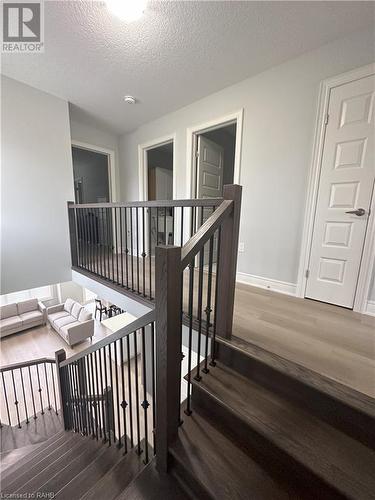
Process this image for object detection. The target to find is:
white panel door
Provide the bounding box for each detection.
[306,76,375,308]
[197,135,224,198]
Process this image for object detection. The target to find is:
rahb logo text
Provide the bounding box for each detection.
[2,1,44,53]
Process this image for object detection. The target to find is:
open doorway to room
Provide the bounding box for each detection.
[72,145,111,203]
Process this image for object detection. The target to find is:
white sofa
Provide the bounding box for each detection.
[0,299,46,337]
[47,299,94,346]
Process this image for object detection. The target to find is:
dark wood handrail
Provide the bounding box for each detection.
[0,358,55,373]
[60,309,155,368]
[68,198,223,209]
[181,200,233,269]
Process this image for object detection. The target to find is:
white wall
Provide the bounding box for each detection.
[70,112,121,200]
[120,32,375,288]
[1,77,73,294]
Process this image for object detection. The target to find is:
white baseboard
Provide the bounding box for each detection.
[365,300,375,316]
[236,272,297,296]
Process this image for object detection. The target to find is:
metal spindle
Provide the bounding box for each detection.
[43,363,51,410]
[202,236,214,373]
[20,368,29,424]
[120,339,128,455]
[185,259,194,415]
[27,366,37,420]
[1,372,12,425]
[126,335,134,448]
[141,327,150,464]
[10,370,21,429]
[133,331,142,455]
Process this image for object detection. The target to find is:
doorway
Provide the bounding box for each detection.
[303,68,375,312]
[72,146,111,204]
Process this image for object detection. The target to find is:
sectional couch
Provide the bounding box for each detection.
[0,299,46,337]
[47,299,94,346]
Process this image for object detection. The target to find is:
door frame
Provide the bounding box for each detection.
[186,108,244,199]
[138,132,177,201]
[296,63,375,313]
[71,140,117,203]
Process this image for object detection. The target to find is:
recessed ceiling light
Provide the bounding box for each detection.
[124,95,136,104]
[106,0,147,23]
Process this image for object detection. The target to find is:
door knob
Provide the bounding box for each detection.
[345,208,366,217]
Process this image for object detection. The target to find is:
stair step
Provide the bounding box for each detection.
[4,433,79,493]
[119,460,193,500]
[170,404,290,500]
[216,337,375,449]
[191,362,375,500]
[1,432,71,487]
[81,449,145,500]
[33,435,106,498]
[56,440,123,500]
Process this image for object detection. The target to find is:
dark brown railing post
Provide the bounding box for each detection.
[55,349,69,430]
[216,184,242,338]
[68,201,78,266]
[155,246,182,472]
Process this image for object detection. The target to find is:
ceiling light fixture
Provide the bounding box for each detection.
[124,95,136,104]
[106,0,147,23]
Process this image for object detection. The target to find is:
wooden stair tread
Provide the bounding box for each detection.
[192,363,375,498]
[116,460,190,500]
[2,432,71,487]
[216,337,375,419]
[56,440,123,500]
[169,404,290,500]
[81,449,145,500]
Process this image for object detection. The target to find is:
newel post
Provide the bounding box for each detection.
[216,184,242,338]
[55,349,68,430]
[155,246,182,472]
[68,201,78,266]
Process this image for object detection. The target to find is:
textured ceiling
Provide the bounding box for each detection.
[2,1,375,133]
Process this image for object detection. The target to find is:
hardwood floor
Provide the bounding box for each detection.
[233,284,375,398]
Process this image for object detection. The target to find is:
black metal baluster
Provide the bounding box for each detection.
[10,370,21,429]
[35,365,44,415]
[141,327,150,464]
[180,207,184,246]
[194,245,204,382]
[20,368,29,424]
[202,236,214,373]
[108,344,117,443]
[120,207,124,286]
[113,339,122,448]
[126,335,134,448]
[118,338,128,455]
[142,207,146,297]
[148,207,152,299]
[50,363,58,415]
[114,207,120,284]
[185,259,194,415]
[1,372,11,425]
[163,207,168,245]
[97,349,107,442]
[27,366,37,420]
[135,207,139,293]
[151,323,156,454]
[108,207,116,283]
[133,331,142,455]
[43,363,51,411]
[125,207,129,288]
[103,346,112,446]
[130,207,134,292]
[210,227,221,366]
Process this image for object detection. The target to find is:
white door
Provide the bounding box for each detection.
[306,76,375,308]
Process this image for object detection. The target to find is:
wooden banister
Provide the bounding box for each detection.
[181,200,233,269]
[216,184,242,338]
[155,246,182,472]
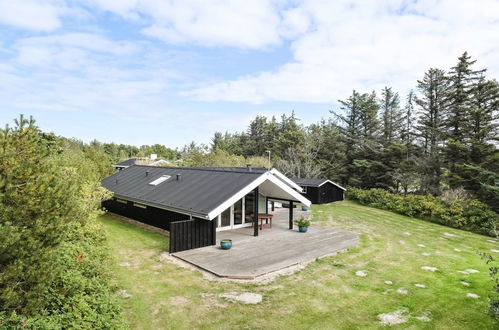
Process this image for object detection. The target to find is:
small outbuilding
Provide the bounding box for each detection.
[291,178,346,204]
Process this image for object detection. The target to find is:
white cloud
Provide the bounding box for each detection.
[0,0,66,31]
[186,0,499,103]
[88,0,288,49]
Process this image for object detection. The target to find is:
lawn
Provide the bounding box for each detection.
[101,201,499,329]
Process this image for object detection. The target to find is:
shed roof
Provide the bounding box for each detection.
[291,178,346,190]
[113,158,140,167]
[102,165,309,219]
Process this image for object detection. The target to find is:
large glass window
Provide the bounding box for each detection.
[244,191,255,223]
[234,199,243,225]
[220,207,230,227]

▶ 設問
項目の冒頭から「[72,145,111,203]」を含む行までの範囲を、両端も含めて依頼文ごと書き直しなさい。その際、解答にあるバウンディングボックスの座標の数値だけを1.6倍し、小数点以下を四捨五入して整数とし、画像は解答に含めないこと。

▶ 解答
Process this image for object detection. The target to find is:
white panel door
Provide the bounding box for each detection.
[490,122,600,493]
[315,216,358,317]
Process this image for object detection. The target to find is:
rahb logo text
Provide the bounding box for each detection.
[3,2,70,85]
Process this image for object detection. The target to find is:
open doorway to room
Provide the bounding box for each detection.
[115,232,178,325]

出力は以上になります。